*TASK STATEMENT*.
Retype the material below without any change, starting with the line that contains "Exercise. Find the white wooden" and going on through the line that contains "pixel 204 936".

LISTED ENTRIES start

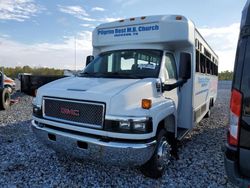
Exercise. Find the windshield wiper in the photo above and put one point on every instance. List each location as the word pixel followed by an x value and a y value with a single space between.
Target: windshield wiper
pixel 110 75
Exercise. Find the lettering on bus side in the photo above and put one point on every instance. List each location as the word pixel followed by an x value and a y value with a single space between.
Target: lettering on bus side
pixel 128 31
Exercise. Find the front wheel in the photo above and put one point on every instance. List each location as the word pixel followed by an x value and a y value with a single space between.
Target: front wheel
pixel 155 167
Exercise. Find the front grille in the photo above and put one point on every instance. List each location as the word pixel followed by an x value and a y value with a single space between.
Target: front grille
pixel 74 112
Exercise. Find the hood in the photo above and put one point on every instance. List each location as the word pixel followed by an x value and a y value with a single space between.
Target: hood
pixel 84 88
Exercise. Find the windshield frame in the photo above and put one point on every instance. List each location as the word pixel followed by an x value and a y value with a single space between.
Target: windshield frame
pixel 126 74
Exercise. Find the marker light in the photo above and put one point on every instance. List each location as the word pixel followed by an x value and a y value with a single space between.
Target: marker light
pixel 146 103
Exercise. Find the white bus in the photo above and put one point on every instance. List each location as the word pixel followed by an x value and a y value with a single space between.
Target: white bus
pixel 150 81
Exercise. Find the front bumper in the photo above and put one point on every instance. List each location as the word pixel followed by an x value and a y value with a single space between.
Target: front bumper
pixel 231 167
pixel 94 149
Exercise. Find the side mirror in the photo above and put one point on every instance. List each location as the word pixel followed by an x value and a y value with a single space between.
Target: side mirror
pixel 89 59
pixel 185 66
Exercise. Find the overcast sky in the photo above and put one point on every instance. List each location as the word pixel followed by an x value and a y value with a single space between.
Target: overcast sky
pixel 42 33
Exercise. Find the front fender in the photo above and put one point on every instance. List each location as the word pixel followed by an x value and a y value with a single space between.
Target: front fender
pixel 161 111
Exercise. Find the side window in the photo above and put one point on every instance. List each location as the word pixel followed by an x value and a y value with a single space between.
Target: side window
pixel 170 66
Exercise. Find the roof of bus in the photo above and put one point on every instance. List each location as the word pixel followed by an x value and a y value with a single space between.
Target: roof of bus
pixel 143 20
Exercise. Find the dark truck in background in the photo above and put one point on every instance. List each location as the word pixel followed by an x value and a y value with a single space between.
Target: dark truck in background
pixel 237 150
pixel 30 83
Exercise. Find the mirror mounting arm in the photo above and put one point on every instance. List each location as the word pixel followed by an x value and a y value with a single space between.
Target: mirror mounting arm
pixel 169 87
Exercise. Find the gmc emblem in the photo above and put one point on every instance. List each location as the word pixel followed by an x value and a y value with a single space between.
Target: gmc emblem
pixel 68 111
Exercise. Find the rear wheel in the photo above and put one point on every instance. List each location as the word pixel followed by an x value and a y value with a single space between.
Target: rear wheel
pixel 4 99
pixel 155 167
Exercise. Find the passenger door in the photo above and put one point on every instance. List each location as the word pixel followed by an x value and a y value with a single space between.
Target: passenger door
pixel 244 133
pixel 170 77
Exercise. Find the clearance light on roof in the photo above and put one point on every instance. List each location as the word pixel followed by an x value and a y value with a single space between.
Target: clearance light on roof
pixel 178 17
pixel 146 103
pixel 235 112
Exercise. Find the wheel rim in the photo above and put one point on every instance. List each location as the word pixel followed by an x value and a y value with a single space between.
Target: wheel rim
pixel 163 153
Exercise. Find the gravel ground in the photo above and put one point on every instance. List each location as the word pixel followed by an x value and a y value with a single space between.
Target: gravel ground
pixel 25 162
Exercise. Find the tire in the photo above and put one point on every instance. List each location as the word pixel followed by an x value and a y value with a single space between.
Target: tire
pixel 155 167
pixel 208 114
pixel 11 91
pixel 4 99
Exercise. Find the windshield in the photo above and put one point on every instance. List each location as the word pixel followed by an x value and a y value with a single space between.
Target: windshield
pixel 125 64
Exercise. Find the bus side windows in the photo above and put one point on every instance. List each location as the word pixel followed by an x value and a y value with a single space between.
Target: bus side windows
pixel 170 66
pixel 205 65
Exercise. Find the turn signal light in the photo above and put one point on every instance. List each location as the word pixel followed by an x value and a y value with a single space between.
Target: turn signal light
pixel 146 103
pixel 235 113
pixel 178 17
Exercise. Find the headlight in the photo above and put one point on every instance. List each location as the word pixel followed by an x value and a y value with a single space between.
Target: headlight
pixel 129 126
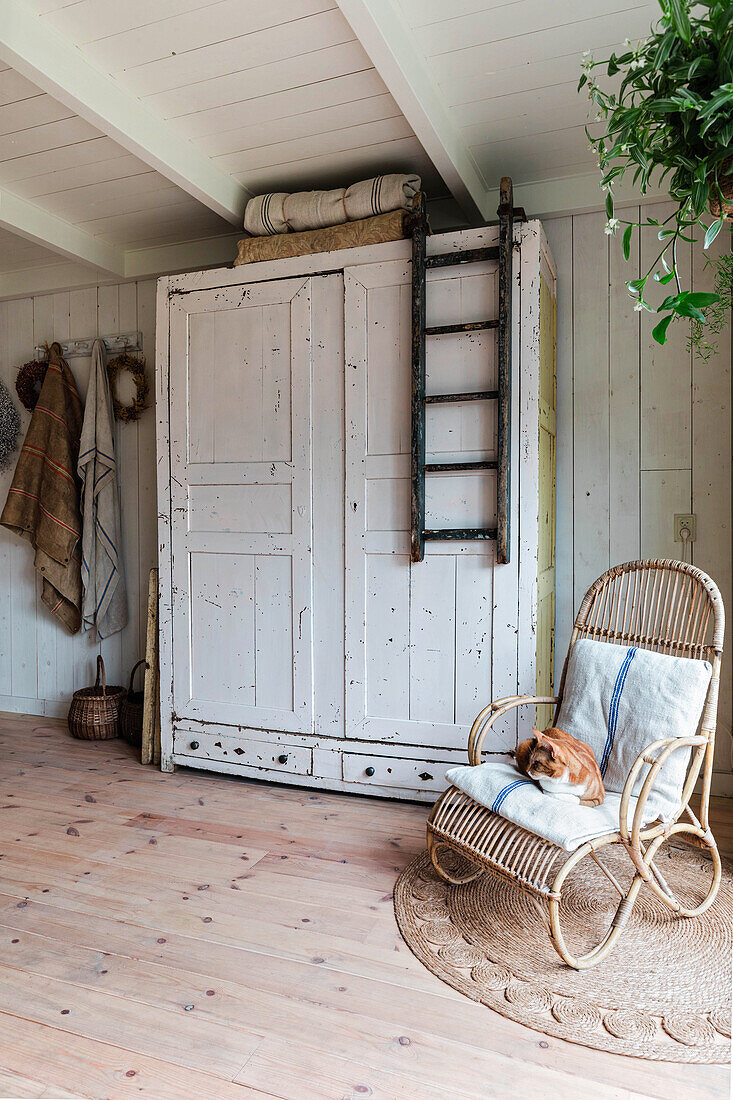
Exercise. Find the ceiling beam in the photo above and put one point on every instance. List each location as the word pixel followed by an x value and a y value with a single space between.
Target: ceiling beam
pixel 569 195
pixel 56 65
pixel 391 45
pixel 36 224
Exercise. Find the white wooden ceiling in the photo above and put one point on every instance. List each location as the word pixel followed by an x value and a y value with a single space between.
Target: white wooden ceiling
pixel 131 133
pixel 509 73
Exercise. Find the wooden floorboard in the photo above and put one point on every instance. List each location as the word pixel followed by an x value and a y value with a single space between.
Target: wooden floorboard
pixel 204 936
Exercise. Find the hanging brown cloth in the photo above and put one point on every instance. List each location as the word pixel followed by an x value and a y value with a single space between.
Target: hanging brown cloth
pixel 43 501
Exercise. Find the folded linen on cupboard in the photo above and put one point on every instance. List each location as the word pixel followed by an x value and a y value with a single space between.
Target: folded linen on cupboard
pixel 280 212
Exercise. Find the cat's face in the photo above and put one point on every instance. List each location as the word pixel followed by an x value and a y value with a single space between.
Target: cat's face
pixel 544 759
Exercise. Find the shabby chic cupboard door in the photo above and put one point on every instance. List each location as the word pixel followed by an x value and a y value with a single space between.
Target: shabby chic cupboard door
pixel 418 638
pixel 241 464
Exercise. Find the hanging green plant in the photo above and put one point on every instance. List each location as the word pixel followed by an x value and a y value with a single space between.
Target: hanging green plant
pixel 670 122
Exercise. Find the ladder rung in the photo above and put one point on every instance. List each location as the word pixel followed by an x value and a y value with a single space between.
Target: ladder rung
pixel 461 534
pixel 439 330
pixel 470 256
pixel 479 395
pixel 439 468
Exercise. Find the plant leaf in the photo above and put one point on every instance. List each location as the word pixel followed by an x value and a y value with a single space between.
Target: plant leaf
pixel 712 232
pixel 701 298
pixel 659 331
pixel 680 19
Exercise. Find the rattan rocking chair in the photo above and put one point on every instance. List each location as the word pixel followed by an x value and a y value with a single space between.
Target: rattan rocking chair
pixel 663 605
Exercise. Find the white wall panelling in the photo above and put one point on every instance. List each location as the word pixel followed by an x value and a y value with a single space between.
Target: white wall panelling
pixel 41 664
pixel 643 431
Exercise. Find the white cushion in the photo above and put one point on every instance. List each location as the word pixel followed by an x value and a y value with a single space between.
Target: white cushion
pixel 617 699
pixel 620 699
pixel 500 787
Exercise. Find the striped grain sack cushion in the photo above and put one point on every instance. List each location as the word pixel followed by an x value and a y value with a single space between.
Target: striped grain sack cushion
pixel 279 212
pixel 500 787
pixel 620 699
pixel 353 234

LISTED ENTRIES end

*RESULT FOR THIS EXERCISE*.
Exercise. Find the white wooden ceiling in the photo above and put one point on every instance. List each location as the word pixel followed by an x value and a y value with a single space between.
Target: white wooden ceiling
pixel 131 133
pixel 509 73
Exercise. Find the wooden floorboard in the photo above and put one point on every instance. List each location as the word pixel followed by an x value and a y value with a single space between.
Target: wooden floorboard
pixel 204 936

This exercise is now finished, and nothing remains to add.